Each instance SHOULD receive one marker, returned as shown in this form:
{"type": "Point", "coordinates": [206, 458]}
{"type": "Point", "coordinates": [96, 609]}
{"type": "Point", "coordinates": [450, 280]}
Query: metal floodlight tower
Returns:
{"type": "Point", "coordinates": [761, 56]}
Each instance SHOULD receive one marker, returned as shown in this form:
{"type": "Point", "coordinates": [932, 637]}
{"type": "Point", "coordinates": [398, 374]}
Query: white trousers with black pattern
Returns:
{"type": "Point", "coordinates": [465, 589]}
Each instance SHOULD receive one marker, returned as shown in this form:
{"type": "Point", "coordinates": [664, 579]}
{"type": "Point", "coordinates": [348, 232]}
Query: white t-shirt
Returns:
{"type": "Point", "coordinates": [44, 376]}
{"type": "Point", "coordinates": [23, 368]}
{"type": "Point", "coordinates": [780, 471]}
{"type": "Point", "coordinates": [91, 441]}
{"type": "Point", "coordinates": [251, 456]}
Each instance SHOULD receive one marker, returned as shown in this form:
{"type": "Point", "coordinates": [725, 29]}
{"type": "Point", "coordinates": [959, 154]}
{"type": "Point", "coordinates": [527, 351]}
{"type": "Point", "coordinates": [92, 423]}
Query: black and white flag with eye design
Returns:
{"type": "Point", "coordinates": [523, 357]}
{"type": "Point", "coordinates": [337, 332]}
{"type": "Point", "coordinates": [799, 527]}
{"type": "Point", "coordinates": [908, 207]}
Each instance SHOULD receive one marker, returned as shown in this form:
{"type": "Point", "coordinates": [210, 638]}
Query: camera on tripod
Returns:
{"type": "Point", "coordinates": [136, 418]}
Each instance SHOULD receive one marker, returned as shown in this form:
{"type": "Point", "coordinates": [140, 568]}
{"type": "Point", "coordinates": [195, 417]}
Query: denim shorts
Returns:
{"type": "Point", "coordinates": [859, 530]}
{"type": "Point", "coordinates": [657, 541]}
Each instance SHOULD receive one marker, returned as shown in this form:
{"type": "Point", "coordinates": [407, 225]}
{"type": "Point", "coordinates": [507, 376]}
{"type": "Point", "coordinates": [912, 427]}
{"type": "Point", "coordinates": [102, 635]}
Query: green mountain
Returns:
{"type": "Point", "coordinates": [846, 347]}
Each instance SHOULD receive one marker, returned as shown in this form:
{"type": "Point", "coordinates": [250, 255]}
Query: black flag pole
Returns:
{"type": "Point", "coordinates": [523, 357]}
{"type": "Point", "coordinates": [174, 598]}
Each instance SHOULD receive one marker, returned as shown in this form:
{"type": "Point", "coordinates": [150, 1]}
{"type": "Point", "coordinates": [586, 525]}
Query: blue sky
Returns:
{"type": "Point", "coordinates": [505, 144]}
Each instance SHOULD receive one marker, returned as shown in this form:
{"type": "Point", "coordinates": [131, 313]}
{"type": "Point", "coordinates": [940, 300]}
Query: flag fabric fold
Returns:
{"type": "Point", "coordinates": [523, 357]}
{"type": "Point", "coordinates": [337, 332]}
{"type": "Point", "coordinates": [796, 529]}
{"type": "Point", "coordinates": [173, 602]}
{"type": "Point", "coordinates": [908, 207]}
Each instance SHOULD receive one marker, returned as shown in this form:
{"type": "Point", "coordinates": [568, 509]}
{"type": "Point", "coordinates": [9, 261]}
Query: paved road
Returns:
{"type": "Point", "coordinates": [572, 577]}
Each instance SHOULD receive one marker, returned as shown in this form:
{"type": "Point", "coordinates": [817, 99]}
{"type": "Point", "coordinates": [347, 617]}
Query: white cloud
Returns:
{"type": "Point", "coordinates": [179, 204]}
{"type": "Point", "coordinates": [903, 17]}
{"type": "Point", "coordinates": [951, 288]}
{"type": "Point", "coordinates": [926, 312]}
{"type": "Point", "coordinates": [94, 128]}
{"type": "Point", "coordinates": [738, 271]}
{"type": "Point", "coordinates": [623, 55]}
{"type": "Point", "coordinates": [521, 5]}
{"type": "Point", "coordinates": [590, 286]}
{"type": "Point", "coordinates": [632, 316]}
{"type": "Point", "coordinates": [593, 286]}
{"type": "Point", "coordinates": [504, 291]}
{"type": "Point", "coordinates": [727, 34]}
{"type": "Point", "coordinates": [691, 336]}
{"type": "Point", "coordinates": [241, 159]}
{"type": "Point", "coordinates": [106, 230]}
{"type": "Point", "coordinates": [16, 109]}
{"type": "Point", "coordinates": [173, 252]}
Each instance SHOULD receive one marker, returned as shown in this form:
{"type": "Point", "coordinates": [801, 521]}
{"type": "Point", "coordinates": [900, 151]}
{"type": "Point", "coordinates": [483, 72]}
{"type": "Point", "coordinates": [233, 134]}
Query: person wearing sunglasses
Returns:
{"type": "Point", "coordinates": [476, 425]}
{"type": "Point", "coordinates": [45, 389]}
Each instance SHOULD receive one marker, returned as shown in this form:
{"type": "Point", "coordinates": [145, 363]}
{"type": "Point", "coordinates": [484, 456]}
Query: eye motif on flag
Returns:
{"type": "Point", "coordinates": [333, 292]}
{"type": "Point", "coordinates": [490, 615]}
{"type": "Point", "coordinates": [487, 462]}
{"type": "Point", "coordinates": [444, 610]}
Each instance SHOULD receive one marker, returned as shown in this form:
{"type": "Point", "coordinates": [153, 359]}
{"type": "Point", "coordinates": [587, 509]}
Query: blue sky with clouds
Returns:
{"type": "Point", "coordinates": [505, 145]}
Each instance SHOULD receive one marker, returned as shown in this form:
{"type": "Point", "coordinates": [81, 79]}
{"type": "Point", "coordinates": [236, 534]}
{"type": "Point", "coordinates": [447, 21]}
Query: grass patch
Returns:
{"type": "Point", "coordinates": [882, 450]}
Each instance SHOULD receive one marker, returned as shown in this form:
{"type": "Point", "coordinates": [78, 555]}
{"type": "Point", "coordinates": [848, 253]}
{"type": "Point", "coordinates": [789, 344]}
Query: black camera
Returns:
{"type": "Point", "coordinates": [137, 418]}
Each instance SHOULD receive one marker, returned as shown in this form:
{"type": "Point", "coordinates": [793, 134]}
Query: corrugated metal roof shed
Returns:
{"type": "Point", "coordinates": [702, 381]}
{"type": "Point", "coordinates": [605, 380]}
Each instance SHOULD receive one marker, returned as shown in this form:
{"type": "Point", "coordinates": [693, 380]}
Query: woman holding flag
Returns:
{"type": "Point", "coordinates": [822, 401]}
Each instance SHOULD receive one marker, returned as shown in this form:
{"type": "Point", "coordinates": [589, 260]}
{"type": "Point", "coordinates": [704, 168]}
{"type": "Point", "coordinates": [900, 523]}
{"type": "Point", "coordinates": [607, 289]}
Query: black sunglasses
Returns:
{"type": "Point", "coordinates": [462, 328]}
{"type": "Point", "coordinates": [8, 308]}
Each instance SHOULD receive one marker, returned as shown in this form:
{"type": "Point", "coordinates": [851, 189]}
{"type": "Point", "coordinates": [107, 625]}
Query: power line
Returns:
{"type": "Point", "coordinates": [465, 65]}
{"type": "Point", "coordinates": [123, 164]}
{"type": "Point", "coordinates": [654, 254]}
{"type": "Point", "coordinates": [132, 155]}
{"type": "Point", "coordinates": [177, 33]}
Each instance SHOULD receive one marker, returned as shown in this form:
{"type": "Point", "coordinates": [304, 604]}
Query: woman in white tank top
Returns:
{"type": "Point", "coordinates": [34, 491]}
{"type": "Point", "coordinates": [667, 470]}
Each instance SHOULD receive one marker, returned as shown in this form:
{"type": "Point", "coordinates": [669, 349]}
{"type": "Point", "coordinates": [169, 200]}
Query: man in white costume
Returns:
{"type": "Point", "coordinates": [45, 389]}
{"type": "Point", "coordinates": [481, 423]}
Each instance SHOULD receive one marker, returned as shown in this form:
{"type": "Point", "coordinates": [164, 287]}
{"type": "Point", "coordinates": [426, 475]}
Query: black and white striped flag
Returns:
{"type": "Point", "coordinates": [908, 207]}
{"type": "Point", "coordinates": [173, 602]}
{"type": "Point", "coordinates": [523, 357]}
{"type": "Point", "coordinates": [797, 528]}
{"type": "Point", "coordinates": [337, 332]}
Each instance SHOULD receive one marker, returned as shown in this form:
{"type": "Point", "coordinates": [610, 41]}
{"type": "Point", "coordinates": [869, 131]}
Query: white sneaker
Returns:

◇ ◇ ◇

PROBLEM.
Pick out each line in the listing above that contains the word "with", treating uppercase and lowercase letters as different.

EXPECTED OUTPUT.
Query: white trousers with black pattern
Query: black and white flag with eye design
Query: blue sky with clouds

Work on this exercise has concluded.